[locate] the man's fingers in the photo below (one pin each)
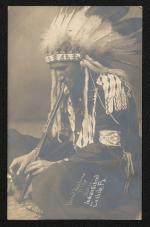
(33, 167)
(12, 165)
(38, 171)
(20, 169)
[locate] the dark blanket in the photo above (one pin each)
(88, 186)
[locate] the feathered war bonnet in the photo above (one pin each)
(81, 34)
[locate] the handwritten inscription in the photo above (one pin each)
(90, 191)
(95, 191)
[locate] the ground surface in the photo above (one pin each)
(18, 211)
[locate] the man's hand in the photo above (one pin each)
(20, 163)
(38, 166)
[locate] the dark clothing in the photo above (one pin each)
(90, 185)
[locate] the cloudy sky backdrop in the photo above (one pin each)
(28, 74)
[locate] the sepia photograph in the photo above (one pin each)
(74, 113)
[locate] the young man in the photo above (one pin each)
(89, 164)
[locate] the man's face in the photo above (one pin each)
(71, 71)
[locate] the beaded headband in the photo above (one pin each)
(62, 57)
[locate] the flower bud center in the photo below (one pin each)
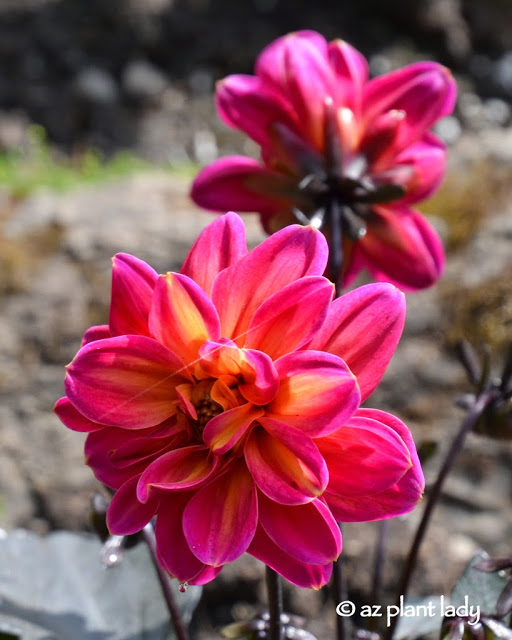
(206, 408)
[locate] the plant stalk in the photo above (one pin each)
(179, 627)
(275, 604)
(474, 413)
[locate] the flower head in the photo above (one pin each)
(224, 400)
(331, 138)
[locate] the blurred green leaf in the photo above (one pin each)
(478, 588)
(55, 588)
(417, 626)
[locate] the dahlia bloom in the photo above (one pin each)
(348, 154)
(224, 400)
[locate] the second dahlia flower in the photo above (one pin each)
(348, 154)
(224, 400)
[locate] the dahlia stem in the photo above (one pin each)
(179, 626)
(380, 548)
(335, 243)
(275, 604)
(339, 588)
(479, 405)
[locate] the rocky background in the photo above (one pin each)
(139, 75)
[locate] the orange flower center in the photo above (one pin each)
(206, 408)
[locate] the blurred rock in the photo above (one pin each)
(95, 86)
(143, 83)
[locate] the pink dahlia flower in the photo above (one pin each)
(348, 154)
(224, 400)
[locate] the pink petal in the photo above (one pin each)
(426, 91)
(98, 332)
(223, 432)
(128, 381)
(271, 63)
(296, 66)
(182, 316)
(427, 157)
(252, 105)
(364, 457)
(220, 520)
(351, 71)
(401, 247)
(206, 575)
(285, 463)
(398, 499)
(363, 328)
(308, 576)
(317, 392)
(133, 282)
(174, 553)
(288, 255)
(241, 183)
(287, 320)
(72, 418)
(184, 468)
(100, 450)
(259, 381)
(219, 245)
(148, 446)
(307, 532)
(126, 515)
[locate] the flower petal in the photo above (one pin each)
(72, 418)
(174, 553)
(398, 499)
(307, 532)
(225, 430)
(219, 245)
(363, 328)
(220, 520)
(97, 332)
(288, 255)
(254, 370)
(100, 449)
(317, 392)
(401, 247)
(252, 105)
(308, 576)
(133, 282)
(127, 381)
(177, 470)
(351, 71)
(237, 182)
(285, 463)
(182, 316)
(426, 91)
(296, 65)
(126, 515)
(427, 157)
(286, 320)
(364, 457)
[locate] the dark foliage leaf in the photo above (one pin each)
(477, 588)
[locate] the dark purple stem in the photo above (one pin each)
(174, 612)
(379, 561)
(275, 604)
(340, 595)
(479, 405)
(334, 221)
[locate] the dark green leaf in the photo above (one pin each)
(476, 588)
(428, 618)
(55, 588)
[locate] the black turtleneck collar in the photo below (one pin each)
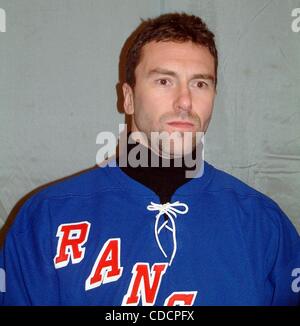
(163, 179)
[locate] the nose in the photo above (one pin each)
(183, 100)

Objective ▸ Quote the preceding records in their entirety, excluding every picture.

Output ▸
[locate] the man's fingers in the photo below (one pin each)
(33, 167)
(12, 165)
(38, 171)
(20, 169)
[locate] the dark blanket in the photo above (one pin each)
(88, 186)
[locate] the feathered war bonnet in the photo above (one pin each)
(81, 34)
[locate] the handwritten inscription in the photo above (one pin each)
(90, 191)
(95, 191)
[locate] the ground surface in the photo above (one pin each)
(18, 211)
[locate] the man's hand in the photo above (one pin each)
(20, 163)
(38, 166)
[locate] the dark clothing in the photo above (one pin each)
(90, 185)
[locate] the cloudy sky backdrop in the photo above (one pin each)
(28, 74)
[locate] the sepia photograph in the photo above (one pin each)
(74, 113)
[locate] the young man in the photo above (one pin each)
(89, 164)
[locate] the man's face in the photo above (one pin each)
(71, 71)
[locate] the beaded headband in the photo above (one pin each)
(62, 57)
[locate] the flower bud center in the photo below (one pin each)
(206, 408)
[locate] the plant stalk in the photo above (one pin each)
(179, 627)
(275, 604)
(474, 413)
[locate] the flower head in the photo above (one pin each)
(224, 400)
(331, 138)
[locate] the blurred green leaf in the photo above (one pin each)
(478, 588)
(55, 588)
(417, 626)
[locate] the dahlia bloom in the photo above (one pin each)
(348, 154)
(224, 400)
[locate] the second dahlia flower in the photo above (one pin each)
(348, 154)
(224, 400)
[locate] the dahlia stem in the photo above (one pin each)
(179, 626)
(380, 548)
(335, 243)
(275, 604)
(339, 588)
(479, 405)
[locate] the rocky background in the photo above (one pin each)
(139, 75)
[locate] the orange flower center in the photo above (one pin each)
(206, 408)
[locate] the blurred rock in the photo above (one pin each)
(95, 86)
(143, 83)
[locate] the pink dahlia flower in the photo above (one pin each)
(348, 154)
(224, 400)
[locate] the pink petal in the photo above (one pin each)
(426, 91)
(98, 332)
(223, 432)
(128, 381)
(271, 63)
(296, 66)
(182, 316)
(427, 157)
(252, 105)
(364, 457)
(220, 520)
(351, 71)
(401, 247)
(206, 575)
(285, 463)
(398, 499)
(363, 328)
(308, 576)
(317, 392)
(133, 282)
(174, 553)
(288, 255)
(241, 183)
(287, 320)
(72, 418)
(184, 468)
(100, 450)
(259, 381)
(219, 245)
(148, 446)
(307, 532)
(126, 515)
[locate] the flower petal in the photo above (one pin each)
(72, 418)
(174, 553)
(398, 499)
(307, 532)
(225, 430)
(219, 245)
(363, 328)
(220, 520)
(97, 332)
(288, 255)
(254, 370)
(100, 449)
(317, 392)
(401, 247)
(252, 105)
(308, 576)
(133, 282)
(127, 381)
(177, 470)
(351, 71)
(237, 182)
(285, 463)
(182, 316)
(426, 91)
(296, 65)
(126, 515)
(427, 157)
(286, 320)
(364, 457)
[locate] the dark foliage leaf in the photo above (one pin each)
(477, 588)
[locate] the dark purple stem in the photo above (one pin each)
(174, 612)
(379, 561)
(275, 604)
(340, 595)
(479, 405)
(334, 221)
[locate] the dark green leaf in the photo above (one pin each)
(476, 588)
(428, 618)
(55, 588)
[locate] the black turtleneck collar in the photo below (one pin each)
(163, 179)
[locate] the nose in the photo above (one pin each)
(183, 100)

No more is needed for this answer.